Vorliegender Auszug »
VI. In den Bescheiden vom 25. März 1992 und 25. November 1992 hat die Kammer mitgeteilt, daß nach ihrer vorläufigen Auffassung die vorgelegten Beweismittel und Zeugenaussagen, wie sie im Protokoll der mündlichen Verhandlung vom 20. Juli 1989 im Einspruchsverfahren festgehalten sind, nicht als Beweis für die geltendgemachte offenkundige Vorbenutzung ausreichten. Insbesondere fehle nicht nur ein eindeutiger Nachweis, sondern auch ein Sachvortrag dafür, daß ein Gegenstand gemäß Anspruch 1 des Streitpatents der Öffentlichkeit tatsächlich zugänglich gemacht worden sei. Vor diesem Hintergrund wurde die Vernehmung von weiteren, durch die Beschwerdeführerin im Beschwerdeverfahren neu benannten Zeugen zu den Vorbenutzungen als nicht sinnvoll angesehen.
Die Kammer hat andererseits Bedenken geäußert, ob der Gegenstand nach Anspruch 1 des erteilten Patents auf erfinderischer Tätigkeit beruhe, und hat diesbezüglich insbesondere auf die Dokumente D6, D8 und D15 hingewiesen.
VII. Am 7. Dezember 1993 hat eine mündliche Verhandlung vor der Beschwerdekammer stattgefunden, zu der die Beschwerdeführerin und die weitere Beteiligte, wie vorher angekündigt, nicht erschienen sind.
In der mündlichen Verhandlung hat die Beschwerdegegnerin (Patentinhaberin) neue Ansprüche 1 bis 13 und eine neue Beschreibung (Spalte 1 bis 7) eingereicht.
Der geltende Anspruch 1 lautet:
"Schallgedämpfter Strömungskanal mit einer inneren Schicht aus offenzelligem, elastischem Weich-Schaumstoff, dadurch gekennzeichnet, daß als äußere Schicht ein elastischer, thermoplastischer, überwiegend geschlossenzelliger Schaumstoff verwendet wird, wobei die äußere Schicht aus einem Schaumstoff einer Dichte von 70 bis 200 kg/m3, vorzugsweise 100 bis 150 kg/m3 gebildet ist".

Bereitgestellte Datensätze »
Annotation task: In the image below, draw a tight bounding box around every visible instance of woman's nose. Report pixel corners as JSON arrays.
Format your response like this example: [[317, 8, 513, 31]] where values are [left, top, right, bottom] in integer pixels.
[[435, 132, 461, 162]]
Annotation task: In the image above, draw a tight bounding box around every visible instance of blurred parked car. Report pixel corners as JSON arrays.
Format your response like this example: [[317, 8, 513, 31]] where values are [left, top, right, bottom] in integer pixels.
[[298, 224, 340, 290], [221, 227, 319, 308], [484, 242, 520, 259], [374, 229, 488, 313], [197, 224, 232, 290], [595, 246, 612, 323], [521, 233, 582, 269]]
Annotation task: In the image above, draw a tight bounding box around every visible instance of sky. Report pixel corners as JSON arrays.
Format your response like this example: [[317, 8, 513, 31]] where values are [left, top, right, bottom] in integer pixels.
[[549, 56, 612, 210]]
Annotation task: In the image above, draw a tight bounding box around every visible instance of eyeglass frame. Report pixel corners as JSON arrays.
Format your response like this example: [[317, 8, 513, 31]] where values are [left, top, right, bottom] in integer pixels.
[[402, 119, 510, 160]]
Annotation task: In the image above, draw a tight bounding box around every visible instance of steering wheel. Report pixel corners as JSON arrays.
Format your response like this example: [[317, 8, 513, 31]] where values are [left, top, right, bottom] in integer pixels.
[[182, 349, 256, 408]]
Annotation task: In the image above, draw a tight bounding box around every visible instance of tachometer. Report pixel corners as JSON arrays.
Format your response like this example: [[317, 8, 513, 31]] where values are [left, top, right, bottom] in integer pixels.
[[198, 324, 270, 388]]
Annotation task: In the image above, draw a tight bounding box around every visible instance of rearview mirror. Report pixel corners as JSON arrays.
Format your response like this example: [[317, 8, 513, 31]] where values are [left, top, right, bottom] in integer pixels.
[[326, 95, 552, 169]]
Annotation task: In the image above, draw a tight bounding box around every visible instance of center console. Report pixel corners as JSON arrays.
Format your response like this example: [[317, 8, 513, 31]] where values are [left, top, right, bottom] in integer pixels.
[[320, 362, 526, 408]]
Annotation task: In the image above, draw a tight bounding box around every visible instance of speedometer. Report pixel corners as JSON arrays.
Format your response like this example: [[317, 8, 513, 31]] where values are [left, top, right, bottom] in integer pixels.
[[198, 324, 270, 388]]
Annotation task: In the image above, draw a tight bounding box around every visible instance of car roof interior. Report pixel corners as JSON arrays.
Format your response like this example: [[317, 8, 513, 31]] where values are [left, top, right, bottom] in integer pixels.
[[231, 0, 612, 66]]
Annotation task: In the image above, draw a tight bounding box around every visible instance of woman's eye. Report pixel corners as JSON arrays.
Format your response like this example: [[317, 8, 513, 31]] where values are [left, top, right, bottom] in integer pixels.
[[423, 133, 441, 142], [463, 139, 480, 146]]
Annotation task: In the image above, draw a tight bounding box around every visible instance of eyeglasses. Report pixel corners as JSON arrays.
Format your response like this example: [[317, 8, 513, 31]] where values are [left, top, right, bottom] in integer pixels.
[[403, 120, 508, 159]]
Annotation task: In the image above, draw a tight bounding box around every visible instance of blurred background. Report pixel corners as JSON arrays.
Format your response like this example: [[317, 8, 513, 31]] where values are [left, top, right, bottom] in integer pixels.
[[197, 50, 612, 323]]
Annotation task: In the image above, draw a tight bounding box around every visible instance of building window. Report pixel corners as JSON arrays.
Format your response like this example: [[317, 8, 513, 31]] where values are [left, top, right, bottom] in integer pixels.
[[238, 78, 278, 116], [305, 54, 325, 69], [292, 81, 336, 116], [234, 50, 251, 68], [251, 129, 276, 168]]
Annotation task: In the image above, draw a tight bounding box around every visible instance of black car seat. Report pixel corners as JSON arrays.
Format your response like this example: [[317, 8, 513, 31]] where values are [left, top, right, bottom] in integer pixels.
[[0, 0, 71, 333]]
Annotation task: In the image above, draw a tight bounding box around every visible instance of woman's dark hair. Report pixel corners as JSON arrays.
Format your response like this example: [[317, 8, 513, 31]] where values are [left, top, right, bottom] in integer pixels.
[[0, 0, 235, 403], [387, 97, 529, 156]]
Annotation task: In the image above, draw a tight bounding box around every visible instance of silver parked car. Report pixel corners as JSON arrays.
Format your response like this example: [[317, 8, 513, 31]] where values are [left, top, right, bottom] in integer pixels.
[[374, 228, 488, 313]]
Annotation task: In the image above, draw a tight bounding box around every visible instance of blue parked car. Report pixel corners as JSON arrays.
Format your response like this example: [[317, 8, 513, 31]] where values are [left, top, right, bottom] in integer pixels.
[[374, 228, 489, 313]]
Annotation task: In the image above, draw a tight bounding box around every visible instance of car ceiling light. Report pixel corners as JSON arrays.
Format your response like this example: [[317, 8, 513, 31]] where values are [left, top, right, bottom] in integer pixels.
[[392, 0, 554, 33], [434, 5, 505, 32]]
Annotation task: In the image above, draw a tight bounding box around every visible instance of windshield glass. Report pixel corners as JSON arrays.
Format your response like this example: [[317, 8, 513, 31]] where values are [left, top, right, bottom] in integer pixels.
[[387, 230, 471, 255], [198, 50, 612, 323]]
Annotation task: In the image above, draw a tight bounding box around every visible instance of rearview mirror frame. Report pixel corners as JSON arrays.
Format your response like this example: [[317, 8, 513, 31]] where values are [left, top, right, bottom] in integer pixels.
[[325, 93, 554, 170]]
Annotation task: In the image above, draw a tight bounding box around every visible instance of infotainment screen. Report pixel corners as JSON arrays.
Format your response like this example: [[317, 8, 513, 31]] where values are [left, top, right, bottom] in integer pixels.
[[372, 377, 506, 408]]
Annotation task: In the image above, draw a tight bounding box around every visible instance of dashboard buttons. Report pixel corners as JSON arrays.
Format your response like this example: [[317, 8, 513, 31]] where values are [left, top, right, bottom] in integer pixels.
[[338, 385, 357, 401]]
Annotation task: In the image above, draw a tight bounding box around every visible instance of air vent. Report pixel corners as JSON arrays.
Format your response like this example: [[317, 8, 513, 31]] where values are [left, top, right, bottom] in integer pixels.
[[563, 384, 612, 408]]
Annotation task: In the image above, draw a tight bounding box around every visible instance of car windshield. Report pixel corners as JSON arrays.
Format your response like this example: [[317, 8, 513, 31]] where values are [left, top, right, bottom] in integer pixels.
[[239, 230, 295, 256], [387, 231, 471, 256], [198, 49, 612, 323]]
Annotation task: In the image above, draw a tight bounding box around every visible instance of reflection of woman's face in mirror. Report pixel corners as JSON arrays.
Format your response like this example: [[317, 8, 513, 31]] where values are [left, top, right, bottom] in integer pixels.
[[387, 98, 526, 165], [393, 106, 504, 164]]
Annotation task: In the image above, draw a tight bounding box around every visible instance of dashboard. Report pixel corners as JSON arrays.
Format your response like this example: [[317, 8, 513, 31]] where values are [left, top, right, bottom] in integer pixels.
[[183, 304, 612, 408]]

* * *

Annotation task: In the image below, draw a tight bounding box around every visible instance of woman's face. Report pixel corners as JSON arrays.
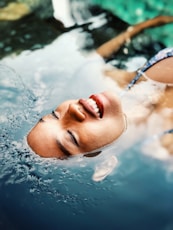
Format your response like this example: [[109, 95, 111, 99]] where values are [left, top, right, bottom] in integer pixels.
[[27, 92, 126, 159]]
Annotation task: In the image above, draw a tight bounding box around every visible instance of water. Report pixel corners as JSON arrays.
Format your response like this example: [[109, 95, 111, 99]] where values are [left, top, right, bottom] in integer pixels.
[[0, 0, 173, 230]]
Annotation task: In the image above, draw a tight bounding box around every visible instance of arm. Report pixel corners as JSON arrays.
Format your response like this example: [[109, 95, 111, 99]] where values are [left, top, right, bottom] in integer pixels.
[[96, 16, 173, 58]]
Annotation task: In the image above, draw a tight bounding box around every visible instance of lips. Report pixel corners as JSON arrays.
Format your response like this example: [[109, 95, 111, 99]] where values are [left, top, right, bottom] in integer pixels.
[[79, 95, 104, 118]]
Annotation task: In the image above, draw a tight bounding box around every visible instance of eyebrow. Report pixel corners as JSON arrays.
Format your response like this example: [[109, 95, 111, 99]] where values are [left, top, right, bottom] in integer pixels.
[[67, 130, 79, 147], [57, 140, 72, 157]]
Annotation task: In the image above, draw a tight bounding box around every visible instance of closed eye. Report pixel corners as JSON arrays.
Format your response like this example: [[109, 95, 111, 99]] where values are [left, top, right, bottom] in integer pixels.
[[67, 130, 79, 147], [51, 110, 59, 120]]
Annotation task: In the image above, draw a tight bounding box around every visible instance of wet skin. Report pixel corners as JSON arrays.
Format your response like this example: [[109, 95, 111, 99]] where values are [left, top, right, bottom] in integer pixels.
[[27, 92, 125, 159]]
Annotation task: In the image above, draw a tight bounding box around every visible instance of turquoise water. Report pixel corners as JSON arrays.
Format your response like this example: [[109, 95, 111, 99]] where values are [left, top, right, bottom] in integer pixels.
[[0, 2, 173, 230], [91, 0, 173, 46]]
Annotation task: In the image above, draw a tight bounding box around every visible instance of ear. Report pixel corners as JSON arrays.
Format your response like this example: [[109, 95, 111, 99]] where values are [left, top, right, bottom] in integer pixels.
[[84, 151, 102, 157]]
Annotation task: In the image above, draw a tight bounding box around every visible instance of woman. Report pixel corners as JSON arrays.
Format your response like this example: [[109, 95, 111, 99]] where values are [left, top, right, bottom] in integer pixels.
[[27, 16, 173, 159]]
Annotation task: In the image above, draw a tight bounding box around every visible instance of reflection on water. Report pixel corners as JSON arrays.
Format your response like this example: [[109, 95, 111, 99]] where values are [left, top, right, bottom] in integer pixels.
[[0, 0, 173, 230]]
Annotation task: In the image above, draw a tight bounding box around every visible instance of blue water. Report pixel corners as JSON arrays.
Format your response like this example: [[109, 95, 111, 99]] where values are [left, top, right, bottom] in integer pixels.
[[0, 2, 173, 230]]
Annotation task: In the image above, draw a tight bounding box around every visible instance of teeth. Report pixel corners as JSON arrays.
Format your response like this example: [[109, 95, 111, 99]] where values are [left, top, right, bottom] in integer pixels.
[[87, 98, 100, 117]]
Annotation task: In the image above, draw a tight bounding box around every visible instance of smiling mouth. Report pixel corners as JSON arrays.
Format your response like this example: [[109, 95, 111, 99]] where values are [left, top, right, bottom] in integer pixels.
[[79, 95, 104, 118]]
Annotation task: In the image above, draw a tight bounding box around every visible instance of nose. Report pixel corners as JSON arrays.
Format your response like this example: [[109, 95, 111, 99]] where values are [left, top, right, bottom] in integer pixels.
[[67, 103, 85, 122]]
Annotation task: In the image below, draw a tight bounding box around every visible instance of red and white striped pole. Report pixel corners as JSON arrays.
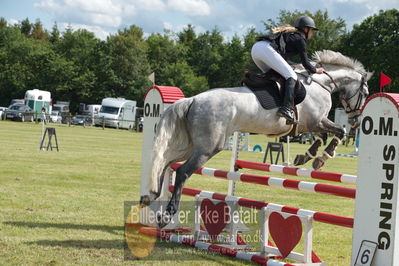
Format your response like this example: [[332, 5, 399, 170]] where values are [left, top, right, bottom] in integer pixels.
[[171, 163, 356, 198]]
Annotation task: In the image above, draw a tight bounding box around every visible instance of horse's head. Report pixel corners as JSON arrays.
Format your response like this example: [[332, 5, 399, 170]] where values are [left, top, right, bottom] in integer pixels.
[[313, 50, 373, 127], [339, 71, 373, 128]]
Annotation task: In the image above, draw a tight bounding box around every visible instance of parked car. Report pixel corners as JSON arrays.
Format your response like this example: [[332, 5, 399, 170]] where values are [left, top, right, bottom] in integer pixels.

Gestellte Aufgabe A » Stellen Sie sämtliche Zeilen der Datensätze zusammen, in denen die Zeichenfolge "parked" vorkommt.
Gestellte Aufgabe B » Führen Sie den Auszug zum Beschwerdeverfahren um den schallgedämpften Strömungskanal im Anschluss an seinen letzten wiedergegebenen Satz weiter.

Endgültige Antwort A »
Annotation task: In the image above, draw a tight bounding box around every visible instance of blurred parked car. Report pixel corners as JSON arrays.
Annotation task: In the image above, draw a tight bounding box around every visible instance of silver parked car. Report pixel corners as JSON arrays.
Annotation task: In the image above, draw a tight bounding box around every visible instance of blue parked car. Report pixel corners as JSON arrays.
Annotation task: In the image above, draw a tight bounding box around every visible instance of parked car. Report pixel corners as JSON arrays.

Endgültige Antwort B »
VIII. Die Beschwerdeführerin beantragte im schriftlichen Verfahren die Aufhebung der angefochtenen Entscheidung und den Widerruf des Patents. Ihr Vorbringen läßt sich wie folgt zusammenfassen:
Nachdem, wie auch von der Einspruchsabteilung in der Zeugenvernehmung festgestellt worden sei, die Lieferung einer Schlauchdüse, die dem Strömungskanal des Patentgegenstandes entspreche, an die Firma Montaplast ohne jegliche Geheimhaltung erfolgt sei, sei die offenkundige Vorbenutzung nachgewiesen, denn ein unbegrenzter Personenkreis hätte von dieser Lehre Kenntnis nehmen können.
Im einzelnen habe bei dem offenkundig vorbenutzten Strömungskanal die äußere Schicht aus "Trocelen", einem Polyäthylen-Schaumstoff, bestanden und die innere Schicht aus einem offenzelligen Polyurethanschaum, welcher unter dem Handelsnamen "BMX" verkauft werde. Diese Schaumstoffe entsprächen im wesentlichen den Schaumstoffen des Patentgegenstandes.
Derartige Schlauchdüsen seien, ebenfalls vor dem Prioritätstag des angefochtenen Patents, auch unmittelbar den Automobilfirmen VW und Opel angeboten worden.
Darüber hinaus seien auch Pumpenisolierungen, die den Aufbau des Patentgegenstands aufwiesen, vor dem Prioritätstag des angefochtenen Patents an die Firma Wilo geliefert worden.
In Hinblick auf diese offenkundigen Vorbenutzungen fehle dem Patentgegenstand die Neuheit.
Der Gegenstand des Streitpatents sei außerdem auch gegenüber dem druckschriftlichen Stand der Technik nicht patentfähig, da er diesem gegenüber nicht auf einer erfinderischen Tätigkeit beruhe.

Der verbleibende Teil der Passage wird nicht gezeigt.